:: INPUT ::

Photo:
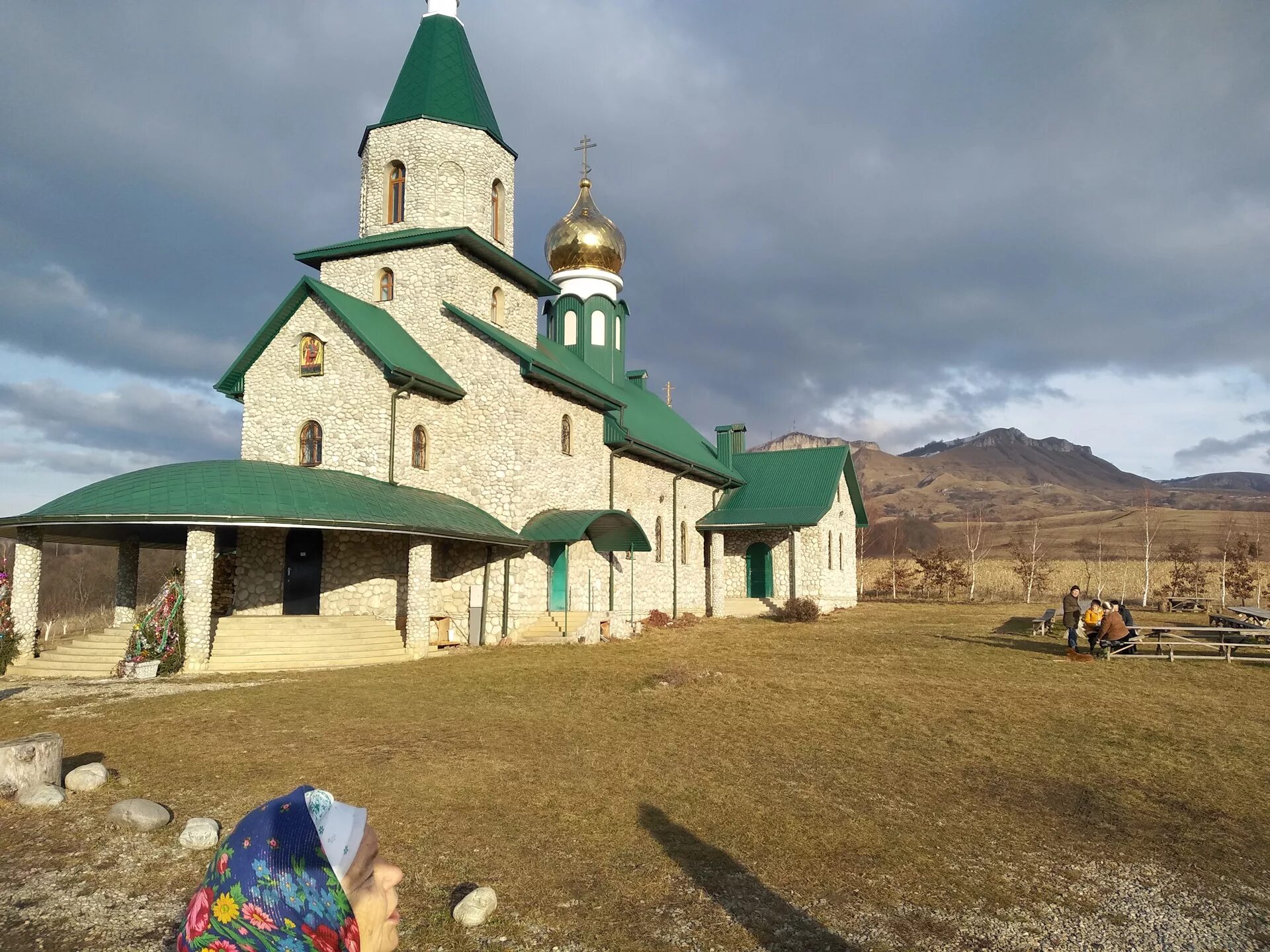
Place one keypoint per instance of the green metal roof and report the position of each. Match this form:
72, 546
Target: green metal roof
440, 80
393, 347
479, 248
609, 530
638, 420
251, 493
788, 488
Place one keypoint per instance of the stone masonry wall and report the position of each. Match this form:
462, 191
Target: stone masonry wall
362, 574
349, 400
258, 574
450, 178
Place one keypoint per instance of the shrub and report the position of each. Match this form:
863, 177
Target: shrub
799, 610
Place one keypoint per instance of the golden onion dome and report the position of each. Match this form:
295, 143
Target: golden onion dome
586, 239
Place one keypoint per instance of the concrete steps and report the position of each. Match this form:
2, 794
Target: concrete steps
89, 656
748, 607
302, 643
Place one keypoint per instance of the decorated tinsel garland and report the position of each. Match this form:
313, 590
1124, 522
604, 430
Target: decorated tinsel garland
157, 635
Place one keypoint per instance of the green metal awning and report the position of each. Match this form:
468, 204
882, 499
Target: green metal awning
157, 506
609, 530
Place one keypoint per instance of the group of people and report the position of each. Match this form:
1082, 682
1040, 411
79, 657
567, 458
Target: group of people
1109, 623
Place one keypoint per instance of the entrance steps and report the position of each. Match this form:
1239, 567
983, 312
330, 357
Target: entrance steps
88, 656
748, 607
549, 630
302, 643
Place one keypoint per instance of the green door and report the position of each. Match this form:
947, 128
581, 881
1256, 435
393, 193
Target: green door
759, 571
558, 568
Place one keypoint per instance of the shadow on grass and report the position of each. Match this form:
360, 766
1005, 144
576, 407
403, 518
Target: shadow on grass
777, 924
1056, 648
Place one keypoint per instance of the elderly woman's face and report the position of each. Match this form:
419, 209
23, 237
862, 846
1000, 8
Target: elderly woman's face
371, 889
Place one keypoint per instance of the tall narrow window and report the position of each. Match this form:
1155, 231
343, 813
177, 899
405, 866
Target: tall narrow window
397, 193
498, 211
310, 444
495, 307
419, 448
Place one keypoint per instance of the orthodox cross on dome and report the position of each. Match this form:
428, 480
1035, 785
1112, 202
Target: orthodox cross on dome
586, 145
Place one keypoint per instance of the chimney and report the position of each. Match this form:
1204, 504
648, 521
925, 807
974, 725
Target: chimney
730, 442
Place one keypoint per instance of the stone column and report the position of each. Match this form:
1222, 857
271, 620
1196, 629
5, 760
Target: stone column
715, 584
200, 561
418, 598
795, 563
24, 602
126, 584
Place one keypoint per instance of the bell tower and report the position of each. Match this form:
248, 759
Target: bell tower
436, 159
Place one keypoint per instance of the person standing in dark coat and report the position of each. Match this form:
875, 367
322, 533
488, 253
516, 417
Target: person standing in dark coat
1072, 615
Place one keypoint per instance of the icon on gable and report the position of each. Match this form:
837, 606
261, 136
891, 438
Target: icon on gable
312, 353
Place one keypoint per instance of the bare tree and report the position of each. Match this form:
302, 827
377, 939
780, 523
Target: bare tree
1032, 559
1150, 524
977, 543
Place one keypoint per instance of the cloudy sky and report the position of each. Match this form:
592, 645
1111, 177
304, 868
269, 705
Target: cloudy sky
896, 220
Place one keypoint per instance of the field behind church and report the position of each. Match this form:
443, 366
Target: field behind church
908, 776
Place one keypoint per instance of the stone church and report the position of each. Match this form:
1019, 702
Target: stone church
444, 447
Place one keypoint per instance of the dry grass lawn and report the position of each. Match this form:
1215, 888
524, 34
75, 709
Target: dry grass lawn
741, 785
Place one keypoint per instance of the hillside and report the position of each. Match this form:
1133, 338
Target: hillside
1015, 477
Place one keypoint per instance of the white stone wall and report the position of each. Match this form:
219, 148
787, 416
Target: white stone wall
258, 574
349, 400
24, 600
450, 178
362, 573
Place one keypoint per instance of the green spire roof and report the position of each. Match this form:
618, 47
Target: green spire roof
440, 80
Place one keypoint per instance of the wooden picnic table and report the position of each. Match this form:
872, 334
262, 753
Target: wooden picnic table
1224, 640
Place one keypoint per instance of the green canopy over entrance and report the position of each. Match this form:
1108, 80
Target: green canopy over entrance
609, 530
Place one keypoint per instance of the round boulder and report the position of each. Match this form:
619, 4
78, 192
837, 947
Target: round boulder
476, 906
41, 795
87, 777
142, 815
201, 833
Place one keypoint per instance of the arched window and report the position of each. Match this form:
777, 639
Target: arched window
397, 193
419, 448
498, 211
310, 444
495, 307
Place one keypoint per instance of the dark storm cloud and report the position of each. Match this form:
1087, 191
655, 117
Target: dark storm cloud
846, 204
154, 422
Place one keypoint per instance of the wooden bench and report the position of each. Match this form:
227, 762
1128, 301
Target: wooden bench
1046, 623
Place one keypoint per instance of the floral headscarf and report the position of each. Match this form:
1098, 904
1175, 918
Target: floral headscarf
271, 889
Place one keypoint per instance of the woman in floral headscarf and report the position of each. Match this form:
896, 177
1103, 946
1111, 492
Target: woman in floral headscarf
302, 873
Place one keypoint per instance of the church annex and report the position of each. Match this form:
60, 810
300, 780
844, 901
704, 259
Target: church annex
443, 446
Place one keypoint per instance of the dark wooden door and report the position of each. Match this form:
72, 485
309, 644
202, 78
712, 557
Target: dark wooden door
302, 580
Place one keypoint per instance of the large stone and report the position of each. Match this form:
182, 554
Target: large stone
41, 795
87, 777
201, 833
142, 815
476, 906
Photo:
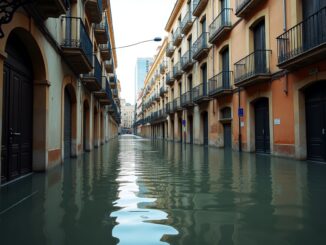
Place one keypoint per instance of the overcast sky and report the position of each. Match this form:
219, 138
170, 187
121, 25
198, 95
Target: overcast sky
135, 21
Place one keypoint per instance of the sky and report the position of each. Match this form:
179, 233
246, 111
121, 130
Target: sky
135, 21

:::

Please transcribe the material above exactly as written. Leave the pictures out.

Photo:
Place one keypoint per instance of the green metal roof and report the position of each. Match this form:
72, 546
Target: green metal roof
440, 80
393, 347
479, 248
609, 530
638, 420
251, 493
788, 488
Place one keypoint per instance of the stone masonry wall and report the position of each. Match this form:
462, 191
Target: stone masonry wall
362, 574
349, 400
258, 574
450, 178
Place one keypoint per instance of the shrub and report the position of each. Match this form:
863, 177
Target: shrub
799, 610
Place one keypoint per instance of the golden onion dome and report the position of each. Match this form:
295, 143
Target: golden onion dome
586, 239
Place one keypoint per instance of the concrete steps and report the position of each. Match this form:
2, 794
Target: concrete steps
89, 656
748, 607
302, 643
Place one keypoint per instance of the decorated tinsel garland and report the position of each. Match this form:
313, 590
1124, 522
604, 430
Target: decorated tinsel garland
157, 635
Place one keypoint per instance of the green metal awning and report the position of each. Match this form:
468, 204
882, 499
Target: green metal awning
157, 506
609, 530
Place one keypoint per instance of the group of people and report the position of each. Match this form:
1082, 682
1040, 411
79, 657
567, 458
Target: group of people
1109, 623
Place one keypoint per instance of the entrance steps and report the position of each. Match this form:
1239, 567
983, 312
330, 357
Target: entrance steps
88, 656
748, 607
549, 630
302, 643
Place one keypoint per instance of the green door and report the position of each. Match this form:
947, 128
581, 881
1256, 435
393, 193
Target: green door
759, 571
558, 568
Place one keypoint per instance of the shadow on grass and report the position of each. Match this form:
360, 766
1005, 144
576, 407
403, 518
Target: shadow on grass
777, 924
1056, 648
Place one keypoint per instance of the elderly woman's face and report the position of each. Match this form:
419, 209
23, 237
862, 846
1000, 8
Target: elderly woman's face
371, 889
Place one keypoint per instance of the tall narrow window and report the position of each. Match this form:
1155, 231
343, 813
177, 899
405, 866
Target: tall narrow window
397, 193
498, 211
310, 444
495, 307
419, 448
Place one keypoint per instance of the orthodox cross on dome and report the position of each. Match this form:
428, 480
1035, 785
1112, 202
Target: orthodox cross on dome
586, 145
Place one keypoint per instance of the chimney and report the position of each. Match this form:
1204, 504
648, 521
925, 807
974, 725
Target: chimney
730, 442
Place one keypoint per instance of the stone column and report the position of each. Match this form:
1222, 857
271, 620
1196, 629
5, 760
Target: stone column
715, 584
200, 561
418, 598
795, 563
24, 602
126, 584
Place one keypoint per instance of the bell tower and report the position of each. Match this form:
248, 759
Target: bell tower
436, 159
Place one keypoint per instance of the person standing in dark coat and report the position of each. Match this form:
875, 367
322, 533
488, 253
516, 417
Target: person standing in dark coat
1072, 615
Place one keypoint per instance of the icon on gable and report the position of each. Match this form:
837, 606
261, 136
891, 438
Target: icon on gable
312, 353
Place one keypoint per instance of the bare tree and report the position of each. Match this form:
302, 827
377, 939
780, 523
Target: bare tree
1032, 559
1150, 524
977, 543
Place one keypoint per instance of the cloudy sky and report the position of each. Match this form:
592, 645
1111, 177
304, 868
269, 705
Target: cloudy sky
896, 220
Place one keypoint per instance of the field behind church and report the position of each. Match this form:
443, 366
Target: field behind church
908, 776
Place one keypoint per instance of the stone church and report the position of each. Match this form:
1019, 702
Target: stone church
444, 447
Place one keypoint per instance of the dry grass lawn and report the position of each. Match this form:
1215, 888
524, 34
75, 709
Target: dry grass lawn
741, 785
Place one keypoint per instance of the hillside and report the position of each. Match this form:
1133, 338
Target: hillside
1015, 477
Place one keypoint per instance of the white stone wall and report the position of each. Match this form:
219, 148
787, 416
Target: white stone wall
258, 574
349, 400
24, 600
450, 178
362, 573
Place one keypoint per instance of the green spire roof and report the position of each. Match this form:
618, 47
Target: green spire roof
440, 80
Place one keypoint per instance of the wooden picnic table and report the position of each. Match this form:
872, 334
262, 753
Target: wooden picnic table
1224, 640
Place one keypoint per instance of the green canopy over entrance and report the position of each. Match this form:
1108, 80
Target: green canopy over entrance
609, 530
Place one keypoint per instance of the round boulder and report the position of each. Match this form:
619, 4
78, 192
837, 947
Target: round boulder
476, 906
41, 795
87, 777
142, 815
201, 833
Place one keypoint per instance of the arched window and report the position of each. Match this form:
777, 639
Target: arched window
397, 193
419, 448
498, 211
310, 444
495, 307
Place one keypoint per instance of the dark storm cloud and report the position of each. Match this form:
1087, 191
655, 117
Target: dark storm cloud
846, 204
154, 422
Place one keypoint per instance of the wooden bench and report the position of each. Match this form:
227, 762
1128, 301
Target: wooden bench
1046, 623
Place one keypoint per instance of the floral headscarf and report the position of each. Match this form:
1098, 904
1175, 918
Target: floral headscarf
271, 889
Place one keypoint per instance of the woman in floral headscarf and report the position of each. Match this form:
896, 177
1103, 946
1111, 492
Target: woman in floral headscarf
302, 873
Place one keypoint per instance of the church annex and report the position of each. Match this form:
60, 810
300, 780
844, 901
704, 259
Target: church annex
443, 446
Place one keypoint per instance of the dark wooden door and report the position of each. Match this form:
72, 485
309, 644
202, 78
712, 557
Target: dark wooden door
302, 580
Place one keypoint per instance of the large stone and report the position of each. Match this form:
182, 554
Target: large stone
41, 795
87, 777
201, 833
142, 815
476, 906
Photo:
Place one keypoint per instance of the overcast sky and report the position of each. Match this form:
219, 138
170, 187
121, 25
198, 95
Target: overcast sky
135, 21
Place one keypoint per instance of the sky and report the position of each. Match this form:
179, 233
246, 111
121, 130
Target: sky
135, 21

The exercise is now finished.